=== Data to use ===
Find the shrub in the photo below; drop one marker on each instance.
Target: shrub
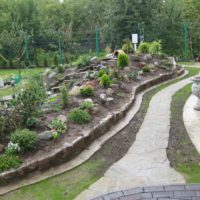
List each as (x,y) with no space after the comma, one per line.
(87,105)
(144,47)
(60,69)
(64,96)
(82,61)
(79,116)
(127,46)
(105,81)
(27,140)
(155,47)
(122,61)
(30,100)
(103,71)
(12,148)
(58,126)
(87,91)
(32,122)
(10,120)
(146,69)
(8,161)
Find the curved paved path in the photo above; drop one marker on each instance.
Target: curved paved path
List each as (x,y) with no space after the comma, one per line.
(146,163)
(172,192)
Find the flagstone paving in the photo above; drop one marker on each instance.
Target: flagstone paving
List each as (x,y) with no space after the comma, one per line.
(146,163)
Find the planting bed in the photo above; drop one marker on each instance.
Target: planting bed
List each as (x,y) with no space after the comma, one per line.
(107,113)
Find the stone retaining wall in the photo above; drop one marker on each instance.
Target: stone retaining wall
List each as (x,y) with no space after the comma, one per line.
(70,150)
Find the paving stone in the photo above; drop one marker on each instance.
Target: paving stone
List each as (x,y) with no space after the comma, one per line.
(174,187)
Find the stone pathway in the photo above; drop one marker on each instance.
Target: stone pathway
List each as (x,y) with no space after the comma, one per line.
(146,163)
(173,192)
(191,119)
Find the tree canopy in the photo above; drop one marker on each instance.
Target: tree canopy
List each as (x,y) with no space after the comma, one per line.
(42,21)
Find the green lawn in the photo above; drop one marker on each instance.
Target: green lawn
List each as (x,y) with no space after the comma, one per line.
(69,184)
(25,73)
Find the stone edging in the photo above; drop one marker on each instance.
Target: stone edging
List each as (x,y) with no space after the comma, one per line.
(175,192)
(70,150)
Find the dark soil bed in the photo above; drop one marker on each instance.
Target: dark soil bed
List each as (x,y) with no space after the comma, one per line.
(181,151)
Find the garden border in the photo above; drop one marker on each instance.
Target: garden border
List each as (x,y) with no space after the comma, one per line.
(69,150)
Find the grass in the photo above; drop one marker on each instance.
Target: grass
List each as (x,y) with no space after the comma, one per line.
(25,73)
(69,184)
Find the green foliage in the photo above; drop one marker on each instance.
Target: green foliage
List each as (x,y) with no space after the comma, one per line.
(58,126)
(30,100)
(105,81)
(146,69)
(79,116)
(60,69)
(127,46)
(155,48)
(144,47)
(86,105)
(64,96)
(122,61)
(8,162)
(27,140)
(133,75)
(103,71)
(10,120)
(32,122)
(82,61)
(87,91)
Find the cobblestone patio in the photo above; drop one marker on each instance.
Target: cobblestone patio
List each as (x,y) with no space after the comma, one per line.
(174,192)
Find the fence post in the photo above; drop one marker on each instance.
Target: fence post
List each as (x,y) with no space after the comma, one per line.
(26,48)
(60,50)
(97,41)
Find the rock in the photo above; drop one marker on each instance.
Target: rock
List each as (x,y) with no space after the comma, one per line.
(109,100)
(126,78)
(127,69)
(46,135)
(89,100)
(95,109)
(172,60)
(62,118)
(115,86)
(110,55)
(2,147)
(52,75)
(109,92)
(75,91)
(135,58)
(103,97)
(55,89)
(147,57)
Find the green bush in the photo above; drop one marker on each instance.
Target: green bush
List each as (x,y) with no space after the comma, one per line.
(27,140)
(32,122)
(144,47)
(79,116)
(155,47)
(87,91)
(82,61)
(87,105)
(30,100)
(64,96)
(103,71)
(146,69)
(60,69)
(10,120)
(58,126)
(105,81)
(123,61)
(8,162)
(127,46)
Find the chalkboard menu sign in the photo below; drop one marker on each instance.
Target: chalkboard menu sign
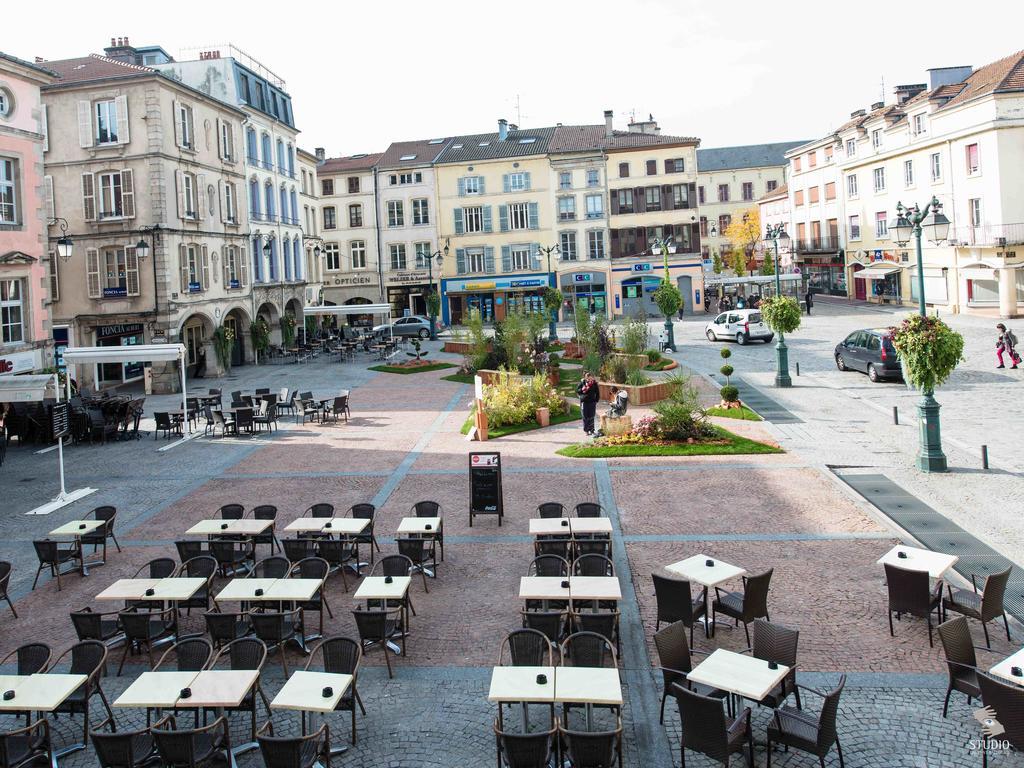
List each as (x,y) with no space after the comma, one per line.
(61,421)
(485,485)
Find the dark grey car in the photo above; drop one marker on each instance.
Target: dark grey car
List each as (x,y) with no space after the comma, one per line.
(869,350)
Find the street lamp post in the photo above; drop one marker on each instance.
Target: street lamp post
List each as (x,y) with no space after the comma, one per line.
(775,233)
(440,254)
(911,222)
(552,331)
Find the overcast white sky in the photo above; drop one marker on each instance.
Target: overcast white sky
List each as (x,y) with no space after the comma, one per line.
(363,75)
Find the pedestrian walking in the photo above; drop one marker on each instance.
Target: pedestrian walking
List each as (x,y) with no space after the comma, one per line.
(590,393)
(1007,343)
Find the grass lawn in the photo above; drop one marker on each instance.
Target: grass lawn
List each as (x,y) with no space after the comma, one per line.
(744,414)
(493,432)
(735,445)
(417,370)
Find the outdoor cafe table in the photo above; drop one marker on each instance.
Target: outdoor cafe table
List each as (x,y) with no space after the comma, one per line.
(76,529)
(935,563)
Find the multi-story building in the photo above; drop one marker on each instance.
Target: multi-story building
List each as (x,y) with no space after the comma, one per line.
(148,175)
(730,179)
(407,210)
(957,138)
(268,142)
(26,262)
(349,228)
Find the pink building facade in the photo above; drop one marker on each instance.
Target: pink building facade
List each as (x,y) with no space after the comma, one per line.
(26,342)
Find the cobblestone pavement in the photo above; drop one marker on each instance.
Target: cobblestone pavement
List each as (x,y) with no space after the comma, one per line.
(402,444)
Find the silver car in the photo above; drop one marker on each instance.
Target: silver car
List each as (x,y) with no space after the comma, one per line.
(741,325)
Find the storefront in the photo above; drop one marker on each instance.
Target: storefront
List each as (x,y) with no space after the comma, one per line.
(494,297)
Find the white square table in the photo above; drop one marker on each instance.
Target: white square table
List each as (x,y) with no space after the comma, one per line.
(936,563)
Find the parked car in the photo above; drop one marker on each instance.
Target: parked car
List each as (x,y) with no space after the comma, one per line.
(741,325)
(869,350)
(414,325)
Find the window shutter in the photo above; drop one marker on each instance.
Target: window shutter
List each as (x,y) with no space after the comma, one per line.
(85,123)
(131,270)
(92,271)
(48,192)
(127,194)
(88,197)
(121,104)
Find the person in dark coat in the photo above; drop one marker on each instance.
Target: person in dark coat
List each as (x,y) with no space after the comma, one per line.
(590,393)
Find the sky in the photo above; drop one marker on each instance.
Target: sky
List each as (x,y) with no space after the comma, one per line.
(363,75)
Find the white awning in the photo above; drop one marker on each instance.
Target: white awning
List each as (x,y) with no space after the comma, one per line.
(132,353)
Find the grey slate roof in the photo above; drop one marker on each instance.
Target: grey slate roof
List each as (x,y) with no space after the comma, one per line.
(751,156)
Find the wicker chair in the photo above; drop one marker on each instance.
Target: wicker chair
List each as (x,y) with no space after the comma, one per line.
(195,747)
(342,655)
(709,730)
(86,657)
(909,593)
(676,603)
(295,752)
(743,606)
(806,732)
(985,605)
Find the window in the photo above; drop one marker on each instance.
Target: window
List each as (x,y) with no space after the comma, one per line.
(11,311)
(397,251)
(395,213)
(107,122)
(357,250)
(568,247)
(881,225)
(474,219)
(972,160)
(332,257)
(519,216)
(8,197)
(421,211)
(566,209)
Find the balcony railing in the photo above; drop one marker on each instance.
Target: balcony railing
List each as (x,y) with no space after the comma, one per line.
(995,236)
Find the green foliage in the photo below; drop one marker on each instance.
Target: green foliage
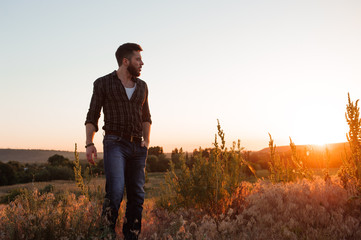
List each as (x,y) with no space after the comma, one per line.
(59,160)
(157,163)
(175,157)
(289,169)
(210,181)
(156,151)
(78,177)
(11,196)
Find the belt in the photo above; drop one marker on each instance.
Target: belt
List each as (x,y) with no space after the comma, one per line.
(126,137)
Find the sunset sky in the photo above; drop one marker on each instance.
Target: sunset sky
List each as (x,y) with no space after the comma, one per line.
(279,67)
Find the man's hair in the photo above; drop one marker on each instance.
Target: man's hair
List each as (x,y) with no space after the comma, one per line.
(126,51)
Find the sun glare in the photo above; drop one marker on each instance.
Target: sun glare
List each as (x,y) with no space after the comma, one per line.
(318,132)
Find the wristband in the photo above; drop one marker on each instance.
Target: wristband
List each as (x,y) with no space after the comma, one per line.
(89,144)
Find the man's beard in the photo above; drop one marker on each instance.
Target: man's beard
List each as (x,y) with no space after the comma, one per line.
(133,70)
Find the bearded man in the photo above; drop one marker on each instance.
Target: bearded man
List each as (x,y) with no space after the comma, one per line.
(124,99)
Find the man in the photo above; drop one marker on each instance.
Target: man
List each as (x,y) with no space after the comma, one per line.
(127,120)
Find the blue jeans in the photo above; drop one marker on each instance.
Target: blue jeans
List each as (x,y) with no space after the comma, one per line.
(124,166)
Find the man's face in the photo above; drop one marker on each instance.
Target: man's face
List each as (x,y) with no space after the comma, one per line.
(135,64)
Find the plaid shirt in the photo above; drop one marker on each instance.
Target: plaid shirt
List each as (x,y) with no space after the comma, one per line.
(121,115)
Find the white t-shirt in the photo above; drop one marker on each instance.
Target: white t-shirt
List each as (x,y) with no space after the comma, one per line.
(130,91)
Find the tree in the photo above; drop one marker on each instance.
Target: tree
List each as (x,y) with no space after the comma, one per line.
(156,151)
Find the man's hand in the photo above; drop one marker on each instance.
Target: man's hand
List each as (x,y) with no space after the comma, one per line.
(145,144)
(90,151)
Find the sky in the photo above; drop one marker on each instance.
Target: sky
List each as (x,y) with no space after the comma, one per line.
(278,67)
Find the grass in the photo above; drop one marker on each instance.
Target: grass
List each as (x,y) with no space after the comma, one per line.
(152,186)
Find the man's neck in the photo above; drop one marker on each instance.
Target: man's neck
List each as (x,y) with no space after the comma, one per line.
(125,77)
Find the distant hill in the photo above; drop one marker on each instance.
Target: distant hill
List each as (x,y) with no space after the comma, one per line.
(330,146)
(36,156)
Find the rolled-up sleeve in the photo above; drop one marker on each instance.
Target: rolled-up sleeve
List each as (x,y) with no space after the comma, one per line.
(96,105)
(145,111)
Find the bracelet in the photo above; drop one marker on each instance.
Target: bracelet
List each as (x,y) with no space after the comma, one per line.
(89,144)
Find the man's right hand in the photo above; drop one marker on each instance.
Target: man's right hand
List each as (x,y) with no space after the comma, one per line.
(90,151)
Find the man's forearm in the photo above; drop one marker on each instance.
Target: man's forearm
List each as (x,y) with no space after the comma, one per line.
(90,131)
(146,131)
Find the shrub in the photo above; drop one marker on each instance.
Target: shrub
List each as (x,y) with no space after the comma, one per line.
(210,181)
(351,168)
(289,169)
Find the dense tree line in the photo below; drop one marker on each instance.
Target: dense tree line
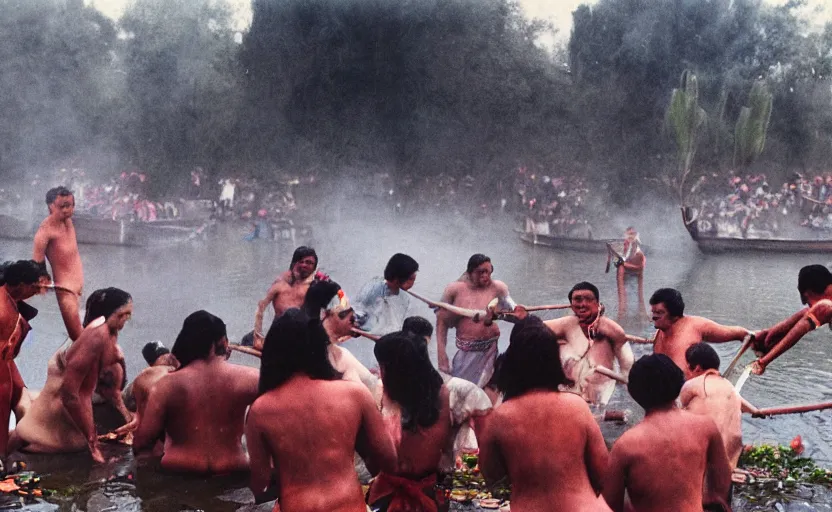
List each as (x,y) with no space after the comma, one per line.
(420,87)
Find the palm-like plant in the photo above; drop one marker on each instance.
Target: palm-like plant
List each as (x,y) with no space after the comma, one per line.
(686,119)
(752,125)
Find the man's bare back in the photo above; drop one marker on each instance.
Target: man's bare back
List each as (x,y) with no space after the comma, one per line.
(551,469)
(55,240)
(661,463)
(309,430)
(201,410)
(610,345)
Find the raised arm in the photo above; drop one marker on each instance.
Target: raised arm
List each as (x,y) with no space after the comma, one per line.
(443,322)
(81,358)
(374,443)
(814,317)
(259,335)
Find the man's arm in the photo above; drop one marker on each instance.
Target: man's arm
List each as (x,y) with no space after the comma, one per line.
===
# Task directions:
Would you give again, word for word, every line from the one with "Find the palm-like" through the final line of the listing above?

# Result of the task:
Find the palm-like plant in the photo above; drop one marker on each instance.
Target: palm-like plant
List each as (x,y) with no space after the comma, one per line.
(686,119)
(752,125)
Find the man's bare back in the photo above; drop one marker on each instance.
Target: man's bare back
List each as (x,y) with no space after the comma, one per line.
(551,469)
(55,240)
(661,463)
(309,430)
(201,410)
(610,345)
Find the raised arm in the photo above; drop one marker on each instance.
Target: raised arm
List each as (x,y) with no space after the comma, one per line.
(443,322)
(81,358)
(374,443)
(814,317)
(259,335)
Find the man's arm in the photo above; drop one marker on each instance.
Target: man's arm
List each as (x,y) with no space after the comma, one per line.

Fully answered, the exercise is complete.